> **The task**:
Restate each of the lines given below, word for word.

> **Provided data**:
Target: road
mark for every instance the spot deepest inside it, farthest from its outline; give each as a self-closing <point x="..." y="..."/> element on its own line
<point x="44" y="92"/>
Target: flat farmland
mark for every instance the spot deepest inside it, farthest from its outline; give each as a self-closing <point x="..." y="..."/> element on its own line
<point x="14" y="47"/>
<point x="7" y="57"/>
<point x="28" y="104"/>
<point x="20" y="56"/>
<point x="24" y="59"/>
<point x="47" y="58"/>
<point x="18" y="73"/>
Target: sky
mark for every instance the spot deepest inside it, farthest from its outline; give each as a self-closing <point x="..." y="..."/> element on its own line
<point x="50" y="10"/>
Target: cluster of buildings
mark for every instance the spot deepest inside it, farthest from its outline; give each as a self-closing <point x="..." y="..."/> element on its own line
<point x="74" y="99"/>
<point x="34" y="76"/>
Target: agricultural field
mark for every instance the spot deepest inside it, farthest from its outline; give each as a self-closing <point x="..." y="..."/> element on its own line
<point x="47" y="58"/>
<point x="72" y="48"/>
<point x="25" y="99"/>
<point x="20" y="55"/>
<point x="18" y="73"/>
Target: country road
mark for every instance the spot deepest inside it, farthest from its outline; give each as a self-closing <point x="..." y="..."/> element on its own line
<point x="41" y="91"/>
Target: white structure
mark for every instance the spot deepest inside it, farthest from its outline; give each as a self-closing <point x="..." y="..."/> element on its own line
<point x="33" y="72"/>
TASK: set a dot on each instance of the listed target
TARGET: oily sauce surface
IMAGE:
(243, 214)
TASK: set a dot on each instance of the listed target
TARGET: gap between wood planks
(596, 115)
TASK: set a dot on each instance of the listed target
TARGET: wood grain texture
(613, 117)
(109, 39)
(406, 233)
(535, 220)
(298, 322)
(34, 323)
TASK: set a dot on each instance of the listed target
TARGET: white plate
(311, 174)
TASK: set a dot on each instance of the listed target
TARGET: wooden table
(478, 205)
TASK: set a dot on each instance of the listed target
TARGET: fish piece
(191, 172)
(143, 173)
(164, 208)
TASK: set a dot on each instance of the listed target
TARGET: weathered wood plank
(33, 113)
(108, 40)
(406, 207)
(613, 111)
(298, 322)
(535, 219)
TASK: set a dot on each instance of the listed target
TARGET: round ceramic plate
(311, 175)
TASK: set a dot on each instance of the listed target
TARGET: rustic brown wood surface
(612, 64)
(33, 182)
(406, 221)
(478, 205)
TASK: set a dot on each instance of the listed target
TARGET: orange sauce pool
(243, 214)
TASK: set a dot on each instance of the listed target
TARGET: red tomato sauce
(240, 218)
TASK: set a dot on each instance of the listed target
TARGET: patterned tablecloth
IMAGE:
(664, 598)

> **Solution to this task**:
Target: road
mark for every instance the spot deepest inside it, farthest from its outline; give each as a self-closing <point x="..." y="..."/> element on its own line
<point x="44" y="92"/>
Target: flat farmland
mark for every instance the spot deepest inside it, farthest from its outline; give each as a self-closing <point x="..." y="..."/> element on its own line
<point x="14" y="47"/>
<point x="7" y="57"/>
<point x="28" y="104"/>
<point x="20" y="56"/>
<point x="24" y="59"/>
<point x="47" y="58"/>
<point x="18" y="73"/>
Target: sky
mark for every instance the spot deepest inside it, farthest from its outline; give each as a self-closing <point x="..." y="..."/> element on its own line
<point x="50" y="10"/>
Target: cluster of buildings
mark for every instance the spot deepest inside it, farthest from its outline; give each as a self-closing <point x="..." y="..."/> element on its own line
<point x="74" y="99"/>
<point x="34" y="76"/>
Target: agricultural field
mark for every instance the spot deepest inside it, farthest from its outline; give each as a self-closing <point x="..." y="..."/> element on its own line
<point x="47" y="58"/>
<point x="72" y="48"/>
<point x="25" y="99"/>
<point x="20" y="55"/>
<point x="18" y="73"/>
Target: country road
mark for every instance the spot deepest inside it, farthest from its outline; give each as a self-closing <point x="..." y="..."/> element on its own line
<point x="41" y="91"/>
Target: white structure
mark for every instance the spot deepest inside it, farthest from its outline; give each as a self-closing <point x="..." y="..."/> element on its own line
<point x="33" y="72"/>
TASK: set a dot on each instance of the listed target
TARGET: oily sauce surface
IMAGE:
(243, 214)
TASK: set a dot on each instance of the listed target
TARGET: gap between wood planks
(596, 115)
TASK: set a dot on each instance of the listed target
TARGET: wood grain texture
(613, 117)
(109, 39)
(406, 233)
(535, 220)
(298, 322)
(34, 323)
TASK: set a dot on each instance of the listed target
TARGET: white plate
(311, 174)
TASK: set a dot on each instance of the listed target
TARGET: wooden table
(478, 205)
TASK: set a dot on each instance of the listed target
TARGET: fish piece
(191, 172)
(143, 173)
(164, 208)
TASK: set a dot on each instance of the listed target
TARGET: weathered wood plank
(33, 113)
(108, 40)
(406, 207)
(613, 111)
(298, 322)
(535, 219)
TASK: set a dot on each instance of the listed target
TARGET: round ceramic plate
(311, 175)
TASK: set a dot on each instance of the listed target
TARGET: rustic brown wood surface
(612, 64)
(33, 182)
(406, 221)
(478, 205)
TASK: set a dot on each instance of the listed target
TARGET: orange sauce pool
(243, 214)
TASK: set a dot on each instance of the listed target
TARGET: red tomato sauce
(240, 218)
TASK: set a dot on each instance of the listed target
TARGET: patterned tablecloth
IMAGE:
(664, 598)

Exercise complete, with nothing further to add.